# Tasks:
[1] From the post on Libya and Islington, write out the passage between "Remind me how" and "action' last week.", inclusive.
[2] Condense the paragraph of the post on Libya and Islington that begins "Yet it is not really revolution" into a shorter version that keeps its main facts.

# Document extract:
Thursday 3 March 2011

There's a Lot of Miles Between Tripoli and Islington

There has been little else but Libya on the news now for what seems like weeks. Part of the reason there has been so much coverage is that news hounds love it: big news, real news, hard news, good news. I mean bad news. You know what I mean.

Remind me how it all started, could you? Was it tuition fees? Or cuts to community groups? Has Gaddafi been laying off civil servants left, right and centre?

Oh no, hold on. I remember. It's the 40 years of brutal disenfranchisement, people being made to disappear, systematic use of torture to quell dissidents of a government that controls every aspect of their lives.

Those other things, the cuts and fees and that, they were why Islington town hall was 'stormed' in some 'direct action' last week.

As you can perhaps tell by the use of language such as 'storm' these protesters are taking themselves very seriously. They sense revolution is in the air and they are the vanguard.

Yet it is not really revolution that they're after. Laurie Penny's latest New Statesman article compares the struggle of anti-cuts protesters in the UK to those opposing Colonel Gaddafi in Libya. Part of her comparison focuses on how both groups are fighting for self-determination. That the causes are separated only by scale not substance.

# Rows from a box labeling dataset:
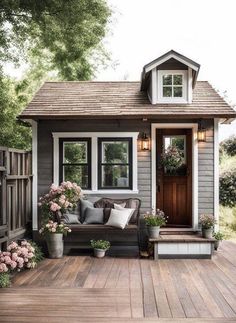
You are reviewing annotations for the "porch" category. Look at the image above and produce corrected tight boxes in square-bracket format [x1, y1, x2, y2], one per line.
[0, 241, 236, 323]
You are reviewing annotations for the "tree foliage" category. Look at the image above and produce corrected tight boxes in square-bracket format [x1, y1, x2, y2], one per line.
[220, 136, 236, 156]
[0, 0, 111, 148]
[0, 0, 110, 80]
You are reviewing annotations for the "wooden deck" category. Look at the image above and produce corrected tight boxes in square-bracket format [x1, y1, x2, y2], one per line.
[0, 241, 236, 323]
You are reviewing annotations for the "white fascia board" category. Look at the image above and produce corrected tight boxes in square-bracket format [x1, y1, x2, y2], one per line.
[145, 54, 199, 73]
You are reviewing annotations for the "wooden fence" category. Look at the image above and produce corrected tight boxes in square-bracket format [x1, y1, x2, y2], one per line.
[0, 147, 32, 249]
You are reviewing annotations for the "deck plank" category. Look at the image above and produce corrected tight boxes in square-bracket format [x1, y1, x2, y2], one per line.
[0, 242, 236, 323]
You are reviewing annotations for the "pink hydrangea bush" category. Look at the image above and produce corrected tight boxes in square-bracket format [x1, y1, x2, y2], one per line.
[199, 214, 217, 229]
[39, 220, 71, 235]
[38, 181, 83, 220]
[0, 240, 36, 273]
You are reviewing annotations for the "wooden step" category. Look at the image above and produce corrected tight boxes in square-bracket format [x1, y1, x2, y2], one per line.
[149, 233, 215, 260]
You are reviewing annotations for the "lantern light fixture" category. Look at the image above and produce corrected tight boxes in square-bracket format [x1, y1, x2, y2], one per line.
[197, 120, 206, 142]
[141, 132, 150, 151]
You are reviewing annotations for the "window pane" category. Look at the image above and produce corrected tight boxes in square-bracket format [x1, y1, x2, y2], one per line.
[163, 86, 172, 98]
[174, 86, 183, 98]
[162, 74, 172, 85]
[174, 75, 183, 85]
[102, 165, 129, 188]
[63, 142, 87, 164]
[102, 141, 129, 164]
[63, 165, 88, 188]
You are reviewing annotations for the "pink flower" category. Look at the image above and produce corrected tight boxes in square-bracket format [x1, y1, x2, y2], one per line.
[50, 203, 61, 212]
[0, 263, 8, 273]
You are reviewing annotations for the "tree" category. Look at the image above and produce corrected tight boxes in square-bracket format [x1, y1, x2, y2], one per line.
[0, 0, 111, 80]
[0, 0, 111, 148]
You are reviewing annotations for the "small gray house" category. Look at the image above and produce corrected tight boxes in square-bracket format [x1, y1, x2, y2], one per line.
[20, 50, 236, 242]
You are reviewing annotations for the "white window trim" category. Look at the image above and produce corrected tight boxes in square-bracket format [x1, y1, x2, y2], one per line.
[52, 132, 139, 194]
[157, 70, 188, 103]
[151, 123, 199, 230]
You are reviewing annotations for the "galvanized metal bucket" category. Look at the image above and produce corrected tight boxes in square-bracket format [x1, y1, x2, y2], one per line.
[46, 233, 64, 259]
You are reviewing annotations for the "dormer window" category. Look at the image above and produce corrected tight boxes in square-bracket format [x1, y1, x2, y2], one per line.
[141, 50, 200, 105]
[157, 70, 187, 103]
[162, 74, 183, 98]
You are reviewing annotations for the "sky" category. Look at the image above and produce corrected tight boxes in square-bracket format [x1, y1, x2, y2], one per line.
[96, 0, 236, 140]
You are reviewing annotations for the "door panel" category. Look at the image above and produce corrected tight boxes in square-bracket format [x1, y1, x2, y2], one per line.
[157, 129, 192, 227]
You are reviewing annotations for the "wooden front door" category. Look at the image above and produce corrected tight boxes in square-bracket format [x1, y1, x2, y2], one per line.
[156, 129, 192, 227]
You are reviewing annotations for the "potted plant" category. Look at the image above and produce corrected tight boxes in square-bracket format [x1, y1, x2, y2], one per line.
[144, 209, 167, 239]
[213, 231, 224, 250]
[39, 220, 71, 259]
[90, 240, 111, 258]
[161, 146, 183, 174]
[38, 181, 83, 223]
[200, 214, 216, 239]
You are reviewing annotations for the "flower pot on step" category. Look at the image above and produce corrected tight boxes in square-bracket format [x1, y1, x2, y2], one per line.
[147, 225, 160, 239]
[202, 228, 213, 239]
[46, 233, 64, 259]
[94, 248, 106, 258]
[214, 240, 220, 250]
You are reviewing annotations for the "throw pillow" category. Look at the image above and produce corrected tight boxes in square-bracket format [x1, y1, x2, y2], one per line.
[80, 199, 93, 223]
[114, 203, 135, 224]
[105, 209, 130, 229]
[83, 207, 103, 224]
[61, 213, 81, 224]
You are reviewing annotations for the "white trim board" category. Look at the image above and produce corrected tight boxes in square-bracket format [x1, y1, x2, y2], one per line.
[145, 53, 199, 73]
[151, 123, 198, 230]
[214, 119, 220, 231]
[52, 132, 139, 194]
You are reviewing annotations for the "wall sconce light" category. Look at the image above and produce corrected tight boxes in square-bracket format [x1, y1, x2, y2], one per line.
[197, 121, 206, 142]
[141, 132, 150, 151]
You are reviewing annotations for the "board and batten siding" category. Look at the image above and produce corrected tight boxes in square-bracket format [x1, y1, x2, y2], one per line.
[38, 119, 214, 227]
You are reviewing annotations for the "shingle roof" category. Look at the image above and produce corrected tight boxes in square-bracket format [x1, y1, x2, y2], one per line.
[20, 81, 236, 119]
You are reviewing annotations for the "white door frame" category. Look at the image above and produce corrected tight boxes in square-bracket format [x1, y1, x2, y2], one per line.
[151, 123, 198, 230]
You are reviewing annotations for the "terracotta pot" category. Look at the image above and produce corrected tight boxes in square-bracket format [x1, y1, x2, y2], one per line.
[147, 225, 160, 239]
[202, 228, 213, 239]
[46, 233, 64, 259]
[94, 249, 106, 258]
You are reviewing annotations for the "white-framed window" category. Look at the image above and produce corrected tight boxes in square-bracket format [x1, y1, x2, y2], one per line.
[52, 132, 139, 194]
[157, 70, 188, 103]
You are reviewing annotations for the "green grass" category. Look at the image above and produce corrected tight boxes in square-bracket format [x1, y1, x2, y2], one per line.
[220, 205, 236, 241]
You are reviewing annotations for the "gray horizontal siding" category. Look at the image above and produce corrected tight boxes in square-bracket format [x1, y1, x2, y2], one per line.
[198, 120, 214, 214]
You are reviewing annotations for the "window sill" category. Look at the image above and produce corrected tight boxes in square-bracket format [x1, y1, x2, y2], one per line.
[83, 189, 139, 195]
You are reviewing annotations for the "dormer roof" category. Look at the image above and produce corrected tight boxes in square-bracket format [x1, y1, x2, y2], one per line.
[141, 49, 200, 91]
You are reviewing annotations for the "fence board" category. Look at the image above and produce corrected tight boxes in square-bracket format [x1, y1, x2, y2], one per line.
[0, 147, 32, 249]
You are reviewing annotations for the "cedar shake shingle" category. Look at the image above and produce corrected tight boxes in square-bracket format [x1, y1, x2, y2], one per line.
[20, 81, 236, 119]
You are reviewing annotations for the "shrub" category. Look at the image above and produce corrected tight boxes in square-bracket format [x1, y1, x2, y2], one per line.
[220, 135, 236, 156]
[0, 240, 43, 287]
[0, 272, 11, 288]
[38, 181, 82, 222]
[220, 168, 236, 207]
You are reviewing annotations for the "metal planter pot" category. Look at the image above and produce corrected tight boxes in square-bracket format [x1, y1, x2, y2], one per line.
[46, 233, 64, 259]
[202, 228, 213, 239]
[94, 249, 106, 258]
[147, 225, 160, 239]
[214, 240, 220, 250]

# Per-task answers:
[1]
Remind me how it all started, could you? Was it tuition fees? Or cuts to community groups? Has Gaddafi been laying off civil servants left, right and centre?

Oh no, hold on. I remember. It's the 40 years of brutal disenfranchisement, people being made to disappear, systematic use of torture to quell dissidents of a government that controls every aspect of their lives.

Those other things, the cuts and fees and that, they were why Islington town hall was 'stormed' in some 'direct action' last week.

[2] Revolution is not really what they want. Laurie Penny's latest New Statesman article likens UK anti-cuts protesters to Libya's opponents of Colonel Gaddafi, partly on the grounds that both seek self-determination and their causes differ in scale, not substance.